***** EXTRACT PROVIDED *****

However... there is no supporting documentation for this two-element cookie in 
the ARMCXXABI(64). Furthermore, throughout the llvm source code, including 
sanitizer, the term "array cookie" ALWAYS means the (size_t) bytes immediately 
preceding the array pointer that is returned by the allocator. For these 
reasons, I have chosen to treat the "array cookie" uniformly as a size_t 
singleton and the additional sizeof(element) as the padding that it is, but 
with the additional information. (There is no use in llvm of the second element 
either in the Itanium nor the ARM ABIs including the 32 bit ARM ABI. I'm 
confident that we should support only the defined array cookie as a single 
value but also fill the padding with sizeof(element) and deprecate the whole 
idea eventually.)


================
Comment at: compiler-rt/lib/asan/asan_poisoning.cpp:262-265
+  // The ARM64 cookie has a second "elementSize" entry so poison it as well
+  #if SANITIZER_ARM64
+    *(reinterpret_cast<u8*>(s)-1) = kAsanArrayCookieMagic;
+  #endif
----------------
rsundahl wrote:
> yln wrote:
> > yln wrote:
> > > yln wrote:
> > > > Nitpicking extreme:
> > > > * I think the code inside `#if` shouldn't have extra indent (because 
> > > > preprocessor sections don't establish code).  If in doubt, let 
> > > > `clang-format` do it for you.

***** DATA ROWS *****

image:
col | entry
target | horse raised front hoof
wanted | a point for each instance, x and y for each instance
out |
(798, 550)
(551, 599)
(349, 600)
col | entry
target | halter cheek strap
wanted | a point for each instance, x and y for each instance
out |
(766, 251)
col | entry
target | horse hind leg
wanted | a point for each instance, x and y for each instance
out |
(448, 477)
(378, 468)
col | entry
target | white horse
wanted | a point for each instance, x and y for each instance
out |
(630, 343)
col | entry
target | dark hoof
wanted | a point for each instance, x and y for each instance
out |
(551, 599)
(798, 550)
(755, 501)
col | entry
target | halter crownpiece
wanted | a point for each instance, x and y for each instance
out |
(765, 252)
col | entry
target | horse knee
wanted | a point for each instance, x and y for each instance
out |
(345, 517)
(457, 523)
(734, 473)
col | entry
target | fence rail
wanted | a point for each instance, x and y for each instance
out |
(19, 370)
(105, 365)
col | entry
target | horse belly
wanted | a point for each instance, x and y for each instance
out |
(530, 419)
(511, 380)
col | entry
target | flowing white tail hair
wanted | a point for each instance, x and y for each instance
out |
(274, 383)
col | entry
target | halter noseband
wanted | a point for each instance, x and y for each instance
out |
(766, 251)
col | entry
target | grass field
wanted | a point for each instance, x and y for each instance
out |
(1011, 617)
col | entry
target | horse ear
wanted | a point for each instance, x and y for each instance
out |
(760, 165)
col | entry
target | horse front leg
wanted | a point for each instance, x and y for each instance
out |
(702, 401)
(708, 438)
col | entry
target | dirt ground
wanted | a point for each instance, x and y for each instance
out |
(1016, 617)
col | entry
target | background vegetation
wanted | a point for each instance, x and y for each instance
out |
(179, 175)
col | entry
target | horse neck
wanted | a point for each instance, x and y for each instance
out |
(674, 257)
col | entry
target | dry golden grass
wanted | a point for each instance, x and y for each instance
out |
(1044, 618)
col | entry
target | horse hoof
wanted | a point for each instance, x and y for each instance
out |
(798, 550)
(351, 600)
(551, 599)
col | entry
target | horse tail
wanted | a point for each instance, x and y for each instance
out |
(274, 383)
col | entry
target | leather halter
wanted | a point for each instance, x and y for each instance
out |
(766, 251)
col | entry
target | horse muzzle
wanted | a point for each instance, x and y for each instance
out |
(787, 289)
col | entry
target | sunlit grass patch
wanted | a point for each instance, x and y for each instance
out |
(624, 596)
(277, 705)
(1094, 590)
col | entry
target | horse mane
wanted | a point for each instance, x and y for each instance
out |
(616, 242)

*****

■ SHORT EXERCISE 1 ■
According to the array cookie discussion, what does the term "array cookie" always mean throughout the llvm source code?
■ SHORT EXERCISE 2 ■
Decide whether each statement agrees with the array cookie discussion, answering yes or no and quoting the deciding words: (a) The ARMCXXABI(64) documents the two-element cookie. (b) The writer chose to treat the array cookie as a size_t singleton. (c) One comment holds that the code inside `#if` should have extra indent.
■ SHORT EXERCISE 3 ■
Retype the passage of the array cookie discussion that opens with the words containing "However... there is" and closes with "idea eventually.)".
The data come from a separate source.

■ TASK SOLUTION 1 ■
It means the (size_t) bytes immediately preceding the array pointer that is returned by the allocator.

■ TASK SOLUTION 2 ■
(a) No: "there is no supporting documentation for this two-element cookie in the ARMCXXABI(64)"
(b) Yes: "I have chosen to treat the "array cookie" uniformly as a size_t singleton"
(c) No: "I think the code inside `#if` shouldn't have extra indent"

■ TASK SOLUTION 3 ■
However... there is no supporting documentation for this two-element cookie in 
the ARMCXXABI(64). Furthermore, throughout the llvm source code, including 
sanitizer, the term "array cookie" ALWAYS means the (size_t) bytes immediately 
preceding the array pointer that is returned by the allocator. For these 
reasons, I have chosen to treat the "array cookie" uniformly as a size_t 
singleton and the additional sizeof(element) as the padding that it is, but 
with the additional information. (There is no use in llvm of the second element 
either in the Itanium nor the ARM ABIs including the 32 bit ARM ABI. I'm 
confident that we should support only the defined array cookie as a single 
value but also fill the padding with sizeof(element) and deprecate the whole 
idea eventually.)